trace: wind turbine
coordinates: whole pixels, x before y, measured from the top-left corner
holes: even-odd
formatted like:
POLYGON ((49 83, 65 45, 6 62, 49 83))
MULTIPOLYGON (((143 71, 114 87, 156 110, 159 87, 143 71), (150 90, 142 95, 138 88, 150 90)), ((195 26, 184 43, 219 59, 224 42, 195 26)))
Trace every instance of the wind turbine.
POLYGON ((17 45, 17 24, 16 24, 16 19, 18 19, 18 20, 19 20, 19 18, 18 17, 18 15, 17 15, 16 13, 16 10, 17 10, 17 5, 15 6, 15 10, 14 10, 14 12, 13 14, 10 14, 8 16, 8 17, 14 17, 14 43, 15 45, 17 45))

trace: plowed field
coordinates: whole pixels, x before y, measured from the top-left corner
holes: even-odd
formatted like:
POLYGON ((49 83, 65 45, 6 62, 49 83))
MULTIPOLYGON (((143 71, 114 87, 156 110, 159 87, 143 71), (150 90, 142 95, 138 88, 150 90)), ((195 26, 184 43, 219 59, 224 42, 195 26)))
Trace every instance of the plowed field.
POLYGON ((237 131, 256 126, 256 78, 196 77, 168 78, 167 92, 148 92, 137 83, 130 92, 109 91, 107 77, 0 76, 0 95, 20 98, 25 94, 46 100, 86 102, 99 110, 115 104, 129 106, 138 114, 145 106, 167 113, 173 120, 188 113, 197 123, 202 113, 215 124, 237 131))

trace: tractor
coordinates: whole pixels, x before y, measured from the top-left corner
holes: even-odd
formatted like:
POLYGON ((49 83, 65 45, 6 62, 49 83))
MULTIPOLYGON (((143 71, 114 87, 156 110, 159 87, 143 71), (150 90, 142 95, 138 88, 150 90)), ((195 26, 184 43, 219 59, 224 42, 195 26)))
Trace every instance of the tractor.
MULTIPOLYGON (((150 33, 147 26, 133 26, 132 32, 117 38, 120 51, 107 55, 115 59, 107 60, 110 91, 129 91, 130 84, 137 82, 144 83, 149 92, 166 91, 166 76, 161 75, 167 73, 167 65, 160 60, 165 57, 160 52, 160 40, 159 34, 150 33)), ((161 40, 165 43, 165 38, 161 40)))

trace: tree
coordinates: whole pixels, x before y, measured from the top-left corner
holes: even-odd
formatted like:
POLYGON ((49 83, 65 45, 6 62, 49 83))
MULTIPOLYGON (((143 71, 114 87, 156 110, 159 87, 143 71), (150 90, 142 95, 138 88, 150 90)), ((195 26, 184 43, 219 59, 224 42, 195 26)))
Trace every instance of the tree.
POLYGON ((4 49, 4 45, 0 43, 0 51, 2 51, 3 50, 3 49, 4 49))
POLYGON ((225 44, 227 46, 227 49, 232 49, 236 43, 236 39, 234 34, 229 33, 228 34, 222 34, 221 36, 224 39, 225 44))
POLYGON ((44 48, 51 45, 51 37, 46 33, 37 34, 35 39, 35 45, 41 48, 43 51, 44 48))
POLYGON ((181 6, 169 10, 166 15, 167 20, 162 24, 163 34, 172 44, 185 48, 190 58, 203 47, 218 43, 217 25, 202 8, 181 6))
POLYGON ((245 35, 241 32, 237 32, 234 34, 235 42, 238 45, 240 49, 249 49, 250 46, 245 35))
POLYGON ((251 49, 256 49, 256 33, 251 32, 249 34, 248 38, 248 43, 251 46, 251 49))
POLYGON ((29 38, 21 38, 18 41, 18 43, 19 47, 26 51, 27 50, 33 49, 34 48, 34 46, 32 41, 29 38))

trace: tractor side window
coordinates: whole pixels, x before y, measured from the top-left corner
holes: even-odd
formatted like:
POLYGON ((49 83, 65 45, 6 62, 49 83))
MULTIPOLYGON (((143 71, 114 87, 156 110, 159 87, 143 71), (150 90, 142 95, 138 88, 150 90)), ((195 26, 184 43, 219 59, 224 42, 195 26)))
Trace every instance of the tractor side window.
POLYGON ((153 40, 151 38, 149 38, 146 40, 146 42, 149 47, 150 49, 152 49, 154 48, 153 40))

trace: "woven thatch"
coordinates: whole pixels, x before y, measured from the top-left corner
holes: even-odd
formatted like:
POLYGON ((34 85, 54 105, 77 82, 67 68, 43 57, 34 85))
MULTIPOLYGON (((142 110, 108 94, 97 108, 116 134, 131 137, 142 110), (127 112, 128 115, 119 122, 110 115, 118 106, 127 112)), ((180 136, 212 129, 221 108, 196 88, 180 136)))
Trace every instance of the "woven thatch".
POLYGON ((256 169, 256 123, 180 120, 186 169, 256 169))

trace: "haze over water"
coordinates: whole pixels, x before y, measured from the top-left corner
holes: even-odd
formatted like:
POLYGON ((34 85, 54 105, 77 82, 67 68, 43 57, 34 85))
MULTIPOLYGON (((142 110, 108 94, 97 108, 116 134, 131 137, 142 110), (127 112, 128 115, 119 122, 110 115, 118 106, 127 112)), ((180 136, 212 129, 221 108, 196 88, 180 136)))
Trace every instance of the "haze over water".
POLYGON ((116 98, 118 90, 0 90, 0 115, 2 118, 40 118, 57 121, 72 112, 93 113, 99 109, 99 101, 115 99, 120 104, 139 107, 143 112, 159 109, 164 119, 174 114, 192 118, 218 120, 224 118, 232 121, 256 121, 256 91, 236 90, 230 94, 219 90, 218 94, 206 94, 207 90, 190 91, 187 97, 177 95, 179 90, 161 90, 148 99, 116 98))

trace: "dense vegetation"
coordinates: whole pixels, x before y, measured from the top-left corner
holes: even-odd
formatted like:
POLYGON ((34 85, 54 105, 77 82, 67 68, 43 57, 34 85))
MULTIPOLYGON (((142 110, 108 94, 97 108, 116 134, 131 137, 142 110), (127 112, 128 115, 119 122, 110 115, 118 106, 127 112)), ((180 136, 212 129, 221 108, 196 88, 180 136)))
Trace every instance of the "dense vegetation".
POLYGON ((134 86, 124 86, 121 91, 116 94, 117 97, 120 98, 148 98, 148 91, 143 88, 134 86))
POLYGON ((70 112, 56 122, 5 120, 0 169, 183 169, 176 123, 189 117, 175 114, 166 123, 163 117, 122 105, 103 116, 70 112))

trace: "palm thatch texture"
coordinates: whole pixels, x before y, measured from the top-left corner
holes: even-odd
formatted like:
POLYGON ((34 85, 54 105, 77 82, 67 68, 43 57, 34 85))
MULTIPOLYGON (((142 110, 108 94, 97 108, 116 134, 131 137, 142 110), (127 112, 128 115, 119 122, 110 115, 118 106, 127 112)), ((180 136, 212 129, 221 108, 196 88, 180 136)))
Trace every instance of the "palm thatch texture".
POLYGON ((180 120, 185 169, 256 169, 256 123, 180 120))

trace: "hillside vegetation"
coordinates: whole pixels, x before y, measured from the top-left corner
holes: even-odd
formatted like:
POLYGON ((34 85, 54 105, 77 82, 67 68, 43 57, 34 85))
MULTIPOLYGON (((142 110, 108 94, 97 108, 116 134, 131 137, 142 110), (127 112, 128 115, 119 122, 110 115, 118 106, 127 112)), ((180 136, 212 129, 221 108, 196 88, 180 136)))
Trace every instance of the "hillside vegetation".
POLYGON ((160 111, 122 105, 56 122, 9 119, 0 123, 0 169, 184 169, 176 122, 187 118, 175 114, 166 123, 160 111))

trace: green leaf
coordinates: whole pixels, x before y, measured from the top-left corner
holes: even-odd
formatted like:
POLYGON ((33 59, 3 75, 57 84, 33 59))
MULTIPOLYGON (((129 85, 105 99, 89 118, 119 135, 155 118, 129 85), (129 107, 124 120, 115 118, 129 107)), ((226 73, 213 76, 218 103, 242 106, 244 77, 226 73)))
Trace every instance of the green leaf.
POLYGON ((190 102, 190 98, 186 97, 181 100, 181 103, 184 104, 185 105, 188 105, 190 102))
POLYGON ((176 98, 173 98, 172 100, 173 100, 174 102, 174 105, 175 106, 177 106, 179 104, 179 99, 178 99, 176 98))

###

## Problem requirements
Copy the lines verbatim, starting at the line containing "trace: green leaf" and ending at the line containing "Trace every instance of the green leaf.", both included.

## Solution to the problem
trace: green leaf
coordinates: whole pixels, x before y, measured from the top-left corner
holes: even-odd
formatted like:
POLYGON ((33 59, 3 75, 57 84, 33 59))
MULTIPOLYGON (((129 85, 105 99, 89 118, 119 135, 155 118, 129 85), (129 107, 124 120, 115 118, 129 107)), ((226 73, 213 76, 218 103, 242 106, 244 77, 226 73)))
Trace every instance of the green leaf.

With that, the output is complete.